======== Document passage ========

Much of the paperwork involved in closing (or settlement) is done by attorneys and real estate professionals. The buyer may be involved in some of the closing activities and not in others, depending on local customs and on the professionals with whom they are working.

Before you close on the house, the buyer should have a final inspection, or walk-through, to make sure any repairs they requested have been made and that items which were to remain with the house (drapes, light fixtures) are still there.

In most states, settlement is done by a title or escrow firm to which the buyer forwards all the materials and information along with the appropriate cashier’s check, and the firm will make the necessary disbursements. The real estate agent or another representative of the title company will deliver the check to the seller and the house keys to the buyer.

Statutory Costs

Statutory costs are expenses the buyer will have to pay to state and local agencies even if they paid cash for the house and did not need to take out a mortgage. They include the following:

Transfer taxes are required by some localities to transfer the title and deed from the seller to the buyer.

Recording fees for deed pay for the county clerk to record the deed and mortgage and change the property tax billing.

Pro-rated taxes such as school taxes and municipal taxes may have to be split between the buyer and the seller because they are due at different times of the year. For example, if taxes are due in October and the closing is in August, the buyer would owe taxes for 2 months while the seller would owe taxes for the other 10 months. Prorated taxes usually are paid based on the number of days (not months) of ownership. Some lenders may require the buyer to set up an escrow account to cover these bills. If the lender does not require an escrow account, the buyer may want to set up a special account on their own to make sure they have money set aside for these important, and large, bills.

Other state and local fees can include mortgage taxes levied by states as well as other local fees.

Third-Party Costs

Third-party costs are expenses paid to others such as inspectors or insurance firms. The buyer will have to pay many of these expenses even if they pay cash for the house. Examples of third-party costs are as follows:

Attorney fees:

The buyer will probably want to work with an attorney when buying a home. Attorneys usually charge a percentage of the selling price (three-fourths or 1 percent), but some may work for a flat fee or on an hourly basis.

Title search costs:

Usually the attorneys will arrange for the title search to make sure there are no obstacles (liens, lawsuits) to the transaction. In some cases, the buyer and seller may work with a title company to verify a clear title to the property.

========

Directions for this task
Continue the passage on home closing costs, picking up after its last sentence.

======== Excerpted records ========

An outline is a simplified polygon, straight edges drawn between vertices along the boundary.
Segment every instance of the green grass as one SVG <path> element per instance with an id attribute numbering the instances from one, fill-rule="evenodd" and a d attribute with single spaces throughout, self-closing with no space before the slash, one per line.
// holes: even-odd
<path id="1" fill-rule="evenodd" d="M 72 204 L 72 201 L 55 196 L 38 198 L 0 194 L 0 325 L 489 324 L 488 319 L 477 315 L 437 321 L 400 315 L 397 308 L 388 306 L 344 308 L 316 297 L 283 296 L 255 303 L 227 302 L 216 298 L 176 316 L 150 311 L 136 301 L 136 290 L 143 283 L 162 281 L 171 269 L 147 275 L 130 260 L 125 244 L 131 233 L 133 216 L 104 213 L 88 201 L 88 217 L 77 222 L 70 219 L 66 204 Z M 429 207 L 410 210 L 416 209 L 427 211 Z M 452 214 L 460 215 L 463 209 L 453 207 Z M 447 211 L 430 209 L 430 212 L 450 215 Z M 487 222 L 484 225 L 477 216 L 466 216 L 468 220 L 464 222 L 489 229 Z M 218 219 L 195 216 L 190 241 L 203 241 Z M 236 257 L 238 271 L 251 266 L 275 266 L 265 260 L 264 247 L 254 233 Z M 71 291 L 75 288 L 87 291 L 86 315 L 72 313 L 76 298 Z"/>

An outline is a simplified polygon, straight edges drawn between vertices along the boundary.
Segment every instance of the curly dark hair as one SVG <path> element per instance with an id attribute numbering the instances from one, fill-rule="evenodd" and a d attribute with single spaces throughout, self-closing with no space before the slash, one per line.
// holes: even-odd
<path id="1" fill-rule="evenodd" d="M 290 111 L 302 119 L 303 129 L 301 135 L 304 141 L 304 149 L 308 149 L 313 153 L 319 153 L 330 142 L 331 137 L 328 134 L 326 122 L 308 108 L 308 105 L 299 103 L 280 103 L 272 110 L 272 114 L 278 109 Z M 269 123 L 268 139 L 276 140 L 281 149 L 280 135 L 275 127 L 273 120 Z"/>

========

Task answer
Homeowner's insurance:

Most lenders require that the buyer prepay the first year's premium for homeowner's insurance (sometimes called hazard insurance) and bring proof of payment to the closing. This ensures that their investment will be secured, even if the house is destroyed.

Real estate agent's sales commission:

The seller pays the commission to the real estate agent. If one agent lists the property and another sells it, the commission usually is split between the two. It's important to keep in mind that even the commission is negotiable between the seller and the agent.

Finance and Lender Charges

Most people associate closing costs with the finance charges levied by mortgage lenders. The charges you pay will vary among lenders, so it is smart to shop around for the best combination of mortgage terms and closing (or settlement) costs. The buyer may have to pay the following charges:

Origination or application fees:

These are fees for processing the mortgage application and may be a flat fee or a percentage of the mortgage.

Credit report:

This fee is for obtaining the buyer’s credit report and FICO score.

Points:

A point is equal to 1% of the amount borrowed. Points can be payable when the loan is approved (before closing) or at closing. Points can be shared with the seller—the buyer may want to negotiate this in the purchase offer. Some lenders will let the buyer finance points, adding this cost to the mortgage, which will increase the buyer’s interest costs. If the buyer pays the points up front, they are usually deductible in their income taxes in the year they are paid. Different deductibility rules apply to second homes.

Lender's attorney's fees:

Lenders may have their attorney draw up documents, check to see that the title is clear, and represent them at the closing.

Document preparation fees:

Lenders may charge for all the documents that need to be generated, or they may be included in the application and/or attorney's fees.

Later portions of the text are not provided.